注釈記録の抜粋
▽

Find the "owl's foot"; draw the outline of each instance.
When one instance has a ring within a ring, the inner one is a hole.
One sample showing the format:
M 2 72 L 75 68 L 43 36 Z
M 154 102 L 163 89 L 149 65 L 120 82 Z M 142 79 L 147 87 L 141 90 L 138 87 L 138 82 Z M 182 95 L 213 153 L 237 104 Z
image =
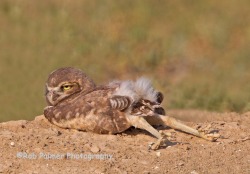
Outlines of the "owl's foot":
M 167 144 L 170 143 L 170 141 L 168 140 L 168 137 L 170 137 L 171 135 L 169 134 L 165 134 L 162 131 L 159 131 L 159 133 L 161 134 L 161 137 L 157 139 L 156 142 L 152 142 L 149 144 L 149 150 L 157 150 L 159 149 L 161 146 L 167 146 Z

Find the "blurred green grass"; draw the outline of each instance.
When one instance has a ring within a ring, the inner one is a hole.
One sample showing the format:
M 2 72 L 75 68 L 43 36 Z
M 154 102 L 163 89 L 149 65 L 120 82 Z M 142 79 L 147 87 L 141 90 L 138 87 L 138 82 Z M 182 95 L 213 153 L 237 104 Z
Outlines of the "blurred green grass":
M 168 109 L 250 110 L 250 1 L 0 1 L 0 121 L 32 119 L 47 75 L 147 76 Z

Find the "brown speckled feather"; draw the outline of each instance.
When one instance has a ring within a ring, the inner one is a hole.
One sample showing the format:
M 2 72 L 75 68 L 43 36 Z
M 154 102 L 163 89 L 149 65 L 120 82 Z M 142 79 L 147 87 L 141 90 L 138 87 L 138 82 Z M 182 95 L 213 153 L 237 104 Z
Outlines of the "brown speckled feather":
M 69 97 L 44 110 L 46 118 L 62 128 L 96 133 L 119 133 L 128 129 L 125 113 L 111 106 L 114 88 L 98 87 L 91 92 Z

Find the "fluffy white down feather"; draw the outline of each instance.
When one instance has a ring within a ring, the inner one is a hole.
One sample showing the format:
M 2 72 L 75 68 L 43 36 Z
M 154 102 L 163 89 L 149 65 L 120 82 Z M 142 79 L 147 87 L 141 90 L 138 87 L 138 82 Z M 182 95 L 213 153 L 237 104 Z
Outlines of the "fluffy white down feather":
M 128 96 L 133 102 L 139 99 L 147 99 L 152 102 L 157 100 L 157 92 L 154 90 L 152 83 L 149 79 L 141 77 L 136 81 L 114 81 L 110 85 L 119 84 L 118 89 L 114 95 Z

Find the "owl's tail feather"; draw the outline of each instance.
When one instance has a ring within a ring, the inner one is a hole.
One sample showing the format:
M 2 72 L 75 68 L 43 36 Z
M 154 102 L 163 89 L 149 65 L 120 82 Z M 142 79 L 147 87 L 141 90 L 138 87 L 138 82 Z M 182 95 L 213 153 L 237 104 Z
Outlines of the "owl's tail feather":
M 203 138 L 208 141 L 216 141 L 219 138 L 219 134 L 210 134 L 203 131 L 196 130 L 183 124 L 181 121 L 166 115 L 155 114 L 153 117 L 144 117 L 151 125 L 164 125 L 176 130 L 186 132 L 191 135 Z

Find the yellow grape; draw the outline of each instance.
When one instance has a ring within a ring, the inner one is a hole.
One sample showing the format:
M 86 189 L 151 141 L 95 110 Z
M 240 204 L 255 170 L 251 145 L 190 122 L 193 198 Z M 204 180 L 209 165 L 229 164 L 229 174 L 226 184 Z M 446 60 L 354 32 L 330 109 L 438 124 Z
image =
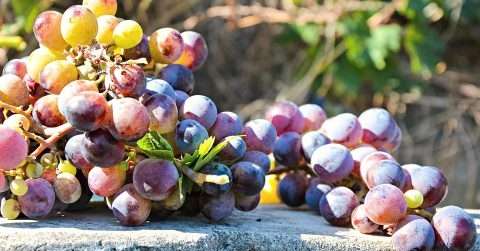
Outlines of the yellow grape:
M 97 17 L 117 13 L 117 0 L 83 0 L 83 5 Z
M 34 50 L 27 61 L 27 73 L 35 82 L 40 82 L 40 73 L 43 68 L 55 60 L 61 59 L 61 56 L 45 47 Z
M 89 45 L 97 36 L 97 17 L 82 5 L 73 5 L 62 16 L 63 39 L 71 46 Z
M 114 16 L 106 15 L 99 17 L 97 21 L 97 42 L 105 46 L 111 45 L 113 43 L 113 30 L 117 27 L 120 20 Z
M 55 51 L 63 51 L 68 45 L 60 32 L 62 14 L 57 11 L 45 11 L 38 15 L 33 25 L 37 41 Z
M 63 87 L 78 79 L 78 71 L 67 60 L 56 60 L 45 66 L 40 74 L 40 86 L 52 94 L 60 94 Z
M 15 199 L 2 199 L 0 213 L 3 218 L 15 220 L 20 215 L 20 204 Z
M 21 178 L 15 178 L 10 182 L 10 191 L 17 196 L 23 196 L 28 192 L 27 183 Z
M 133 20 L 122 21 L 113 30 L 113 41 L 123 49 L 135 47 L 142 41 L 142 37 L 142 26 Z

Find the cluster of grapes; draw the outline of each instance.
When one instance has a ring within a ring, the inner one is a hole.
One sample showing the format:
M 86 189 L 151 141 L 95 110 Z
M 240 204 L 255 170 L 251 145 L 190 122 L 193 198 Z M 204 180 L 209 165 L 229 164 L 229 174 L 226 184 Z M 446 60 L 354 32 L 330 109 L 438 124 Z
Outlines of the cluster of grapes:
M 84 0 L 41 13 L 40 48 L 5 66 L 1 215 L 82 210 L 93 194 L 129 226 L 151 213 L 218 221 L 256 208 L 268 156 L 247 152 L 257 139 L 238 136 L 235 113 L 192 95 L 205 40 L 172 28 L 147 37 L 116 10 L 116 0 Z
M 306 203 L 335 226 L 392 235 L 396 250 L 467 250 L 476 239 L 463 209 L 435 209 L 447 194 L 441 170 L 400 165 L 391 155 L 401 130 L 381 108 L 327 118 L 317 105 L 281 101 L 266 112 L 269 150 L 281 174 L 280 200 Z M 248 128 L 248 124 L 247 127 Z M 278 137 L 275 138 L 275 131 Z

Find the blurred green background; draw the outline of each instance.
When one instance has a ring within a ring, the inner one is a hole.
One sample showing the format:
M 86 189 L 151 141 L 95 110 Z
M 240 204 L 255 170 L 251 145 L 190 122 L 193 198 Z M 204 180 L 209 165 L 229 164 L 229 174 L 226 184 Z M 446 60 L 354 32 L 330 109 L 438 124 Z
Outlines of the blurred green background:
M 44 9 L 80 0 L 0 1 L 0 65 L 27 56 Z M 276 99 L 330 115 L 395 114 L 402 163 L 441 167 L 445 203 L 480 207 L 480 0 L 119 0 L 117 16 L 201 32 L 209 45 L 196 93 L 244 118 Z

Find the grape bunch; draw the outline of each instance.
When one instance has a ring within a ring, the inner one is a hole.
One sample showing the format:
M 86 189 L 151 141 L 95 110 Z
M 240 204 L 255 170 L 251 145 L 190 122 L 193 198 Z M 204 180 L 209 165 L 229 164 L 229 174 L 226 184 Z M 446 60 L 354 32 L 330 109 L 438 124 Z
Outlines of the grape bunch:
M 262 135 L 247 144 L 263 142 L 257 149 L 272 153 L 276 167 L 268 174 L 277 178 L 267 179 L 280 179 L 276 192 L 287 206 L 306 203 L 331 225 L 391 235 L 396 250 L 467 250 L 474 245 L 477 233 L 470 215 L 456 206 L 435 208 L 448 190 L 442 171 L 401 165 L 391 155 L 401 130 L 385 109 L 327 118 L 320 106 L 280 101 L 267 109 L 265 118 L 247 123 L 246 129 Z
M 116 0 L 84 0 L 42 12 L 33 26 L 39 48 L 4 67 L 1 215 L 84 210 L 93 195 L 127 226 L 255 209 L 274 127 L 244 128 L 237 114 L 193 93 L 193 72 L 208 55 L 199 33 L 147 36 L 116 10 Z

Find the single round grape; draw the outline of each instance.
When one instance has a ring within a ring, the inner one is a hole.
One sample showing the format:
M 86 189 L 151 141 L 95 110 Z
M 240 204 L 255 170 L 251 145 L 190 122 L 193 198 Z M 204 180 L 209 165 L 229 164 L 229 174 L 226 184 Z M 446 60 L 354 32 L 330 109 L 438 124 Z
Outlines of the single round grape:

△

上の注釈記録のうち、「Find the single」を含む行から始まり項目の末尾で終わる部分を、両端の行も含めて一字一句変えずに書き出してください。

Find the single round grape; draw the outline of each instance.
When one instance has a ring within a ring, the inner one is a hole.
One sample showing the format:
M 86 189 L 151 141 L 95 110 Z
M 240 204 L 255 170 L 251 145 L 190 122 L 193 198 Z M 204 180 L 209 165 L 229 164 L 229 174 L 226 184 Z M 446 60 L 354 32 L 330 109 L 438 124 Z
Outlines of the single round grape:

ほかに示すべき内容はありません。